Request
Count the lines below that contain the string "facial", treating case as significant. Reply with the number alone.

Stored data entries
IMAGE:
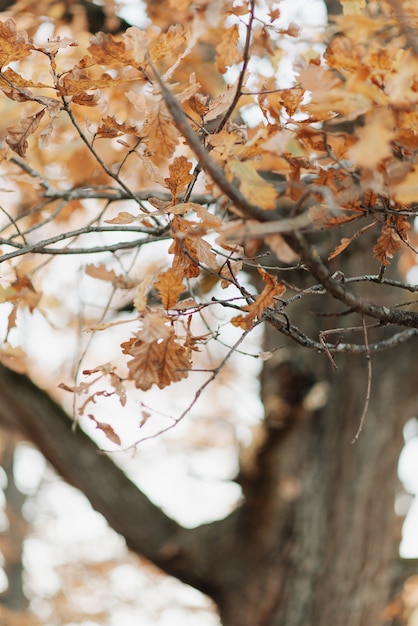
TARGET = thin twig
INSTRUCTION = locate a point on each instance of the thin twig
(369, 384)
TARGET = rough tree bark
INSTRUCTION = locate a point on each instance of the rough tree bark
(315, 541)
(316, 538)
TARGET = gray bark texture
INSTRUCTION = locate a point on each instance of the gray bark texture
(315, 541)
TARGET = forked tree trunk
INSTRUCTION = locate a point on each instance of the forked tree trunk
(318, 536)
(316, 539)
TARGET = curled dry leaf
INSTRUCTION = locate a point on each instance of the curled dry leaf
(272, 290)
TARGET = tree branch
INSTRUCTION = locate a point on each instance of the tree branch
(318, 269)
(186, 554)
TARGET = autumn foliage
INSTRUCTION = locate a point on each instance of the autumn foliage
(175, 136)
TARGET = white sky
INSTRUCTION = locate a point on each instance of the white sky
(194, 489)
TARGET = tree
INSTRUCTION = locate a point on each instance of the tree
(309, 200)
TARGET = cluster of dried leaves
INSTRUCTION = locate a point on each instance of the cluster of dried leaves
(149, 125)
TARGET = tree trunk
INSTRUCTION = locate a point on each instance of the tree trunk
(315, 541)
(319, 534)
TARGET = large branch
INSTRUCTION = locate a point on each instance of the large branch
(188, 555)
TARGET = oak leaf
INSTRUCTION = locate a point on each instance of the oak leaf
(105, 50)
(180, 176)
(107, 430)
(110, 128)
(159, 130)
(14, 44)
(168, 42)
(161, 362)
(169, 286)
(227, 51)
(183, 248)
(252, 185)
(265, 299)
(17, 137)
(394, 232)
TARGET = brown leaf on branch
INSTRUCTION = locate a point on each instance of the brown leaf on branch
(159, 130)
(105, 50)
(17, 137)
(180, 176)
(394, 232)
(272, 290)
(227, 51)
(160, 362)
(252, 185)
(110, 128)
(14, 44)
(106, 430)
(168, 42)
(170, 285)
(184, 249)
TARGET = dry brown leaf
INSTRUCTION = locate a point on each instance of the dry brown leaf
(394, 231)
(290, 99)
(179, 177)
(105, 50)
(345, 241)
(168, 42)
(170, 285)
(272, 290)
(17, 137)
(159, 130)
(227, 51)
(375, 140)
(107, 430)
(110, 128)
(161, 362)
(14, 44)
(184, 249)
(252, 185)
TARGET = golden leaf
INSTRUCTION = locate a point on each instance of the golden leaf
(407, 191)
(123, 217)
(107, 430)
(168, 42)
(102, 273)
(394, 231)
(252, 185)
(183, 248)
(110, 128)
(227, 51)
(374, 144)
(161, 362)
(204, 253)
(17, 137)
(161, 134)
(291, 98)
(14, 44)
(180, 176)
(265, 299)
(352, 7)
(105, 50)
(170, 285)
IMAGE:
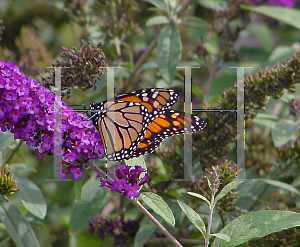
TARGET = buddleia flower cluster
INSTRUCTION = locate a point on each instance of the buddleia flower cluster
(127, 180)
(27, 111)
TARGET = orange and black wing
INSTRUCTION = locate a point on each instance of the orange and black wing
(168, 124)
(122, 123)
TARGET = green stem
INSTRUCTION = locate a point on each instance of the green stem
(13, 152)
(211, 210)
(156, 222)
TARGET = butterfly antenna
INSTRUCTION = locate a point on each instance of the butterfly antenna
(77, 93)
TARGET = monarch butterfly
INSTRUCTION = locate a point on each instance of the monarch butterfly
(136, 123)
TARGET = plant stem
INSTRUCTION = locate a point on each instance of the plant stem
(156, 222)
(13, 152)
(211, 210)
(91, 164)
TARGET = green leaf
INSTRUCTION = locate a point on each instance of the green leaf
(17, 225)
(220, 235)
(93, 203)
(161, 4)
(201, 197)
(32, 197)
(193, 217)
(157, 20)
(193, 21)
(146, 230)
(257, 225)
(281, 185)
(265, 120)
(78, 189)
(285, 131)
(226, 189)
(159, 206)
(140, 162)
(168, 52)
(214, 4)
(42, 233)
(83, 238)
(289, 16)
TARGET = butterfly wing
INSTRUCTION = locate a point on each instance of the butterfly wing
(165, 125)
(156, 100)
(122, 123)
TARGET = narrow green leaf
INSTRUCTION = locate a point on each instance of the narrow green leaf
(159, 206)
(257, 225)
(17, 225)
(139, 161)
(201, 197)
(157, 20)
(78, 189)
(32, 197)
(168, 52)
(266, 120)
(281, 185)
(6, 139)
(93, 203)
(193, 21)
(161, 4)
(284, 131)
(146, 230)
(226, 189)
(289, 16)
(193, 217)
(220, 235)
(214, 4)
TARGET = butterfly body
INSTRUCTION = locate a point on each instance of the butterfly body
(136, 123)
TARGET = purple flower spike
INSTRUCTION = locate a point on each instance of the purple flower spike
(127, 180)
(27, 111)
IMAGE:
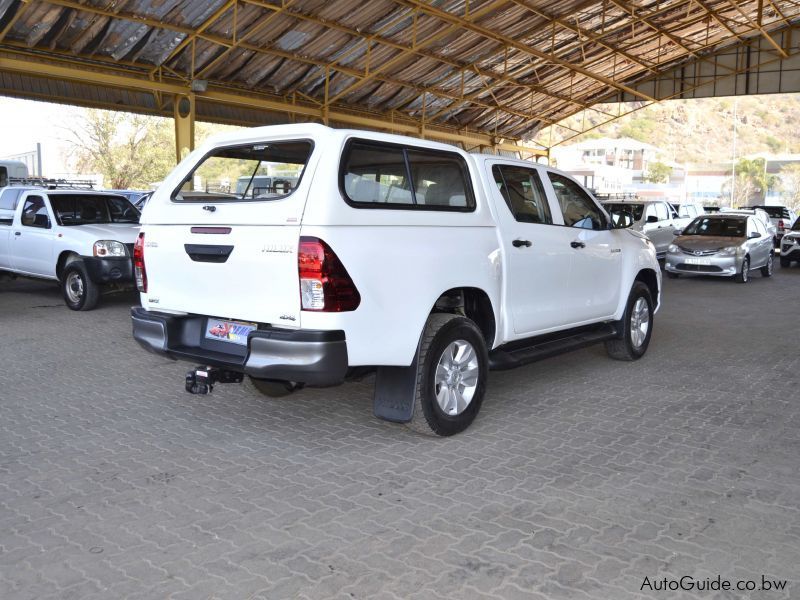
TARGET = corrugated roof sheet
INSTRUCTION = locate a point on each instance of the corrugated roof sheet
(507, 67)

* * *

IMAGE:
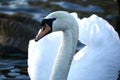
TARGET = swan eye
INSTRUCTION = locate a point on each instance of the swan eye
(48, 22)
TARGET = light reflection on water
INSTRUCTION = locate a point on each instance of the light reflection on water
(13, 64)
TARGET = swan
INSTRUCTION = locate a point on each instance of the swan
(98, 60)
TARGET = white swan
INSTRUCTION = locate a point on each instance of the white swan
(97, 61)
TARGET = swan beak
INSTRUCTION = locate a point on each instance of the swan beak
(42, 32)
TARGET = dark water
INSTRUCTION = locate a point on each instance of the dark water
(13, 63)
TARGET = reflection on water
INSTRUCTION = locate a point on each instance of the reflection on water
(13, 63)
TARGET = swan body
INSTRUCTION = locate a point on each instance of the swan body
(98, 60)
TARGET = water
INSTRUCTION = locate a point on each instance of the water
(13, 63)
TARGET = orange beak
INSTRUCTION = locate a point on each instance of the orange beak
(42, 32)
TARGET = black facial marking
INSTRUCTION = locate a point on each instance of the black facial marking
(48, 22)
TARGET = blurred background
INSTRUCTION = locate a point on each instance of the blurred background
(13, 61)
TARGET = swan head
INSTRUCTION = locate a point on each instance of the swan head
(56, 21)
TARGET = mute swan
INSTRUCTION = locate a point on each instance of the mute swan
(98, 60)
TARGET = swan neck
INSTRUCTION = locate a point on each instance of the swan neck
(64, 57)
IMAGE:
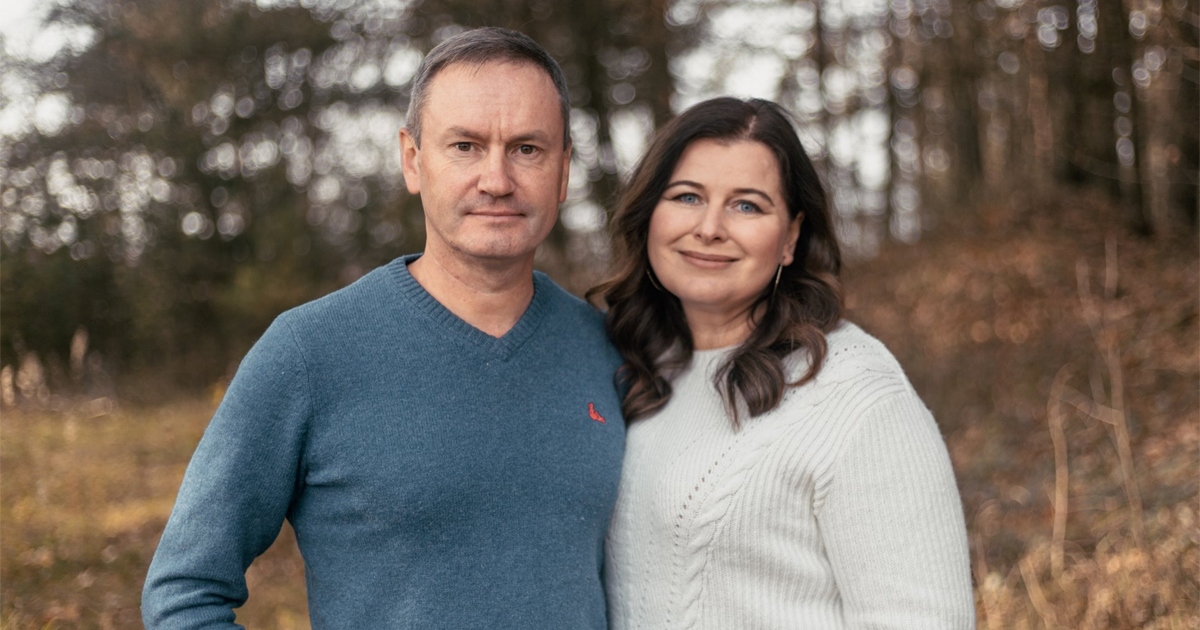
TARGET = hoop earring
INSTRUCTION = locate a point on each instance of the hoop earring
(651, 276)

Result below
2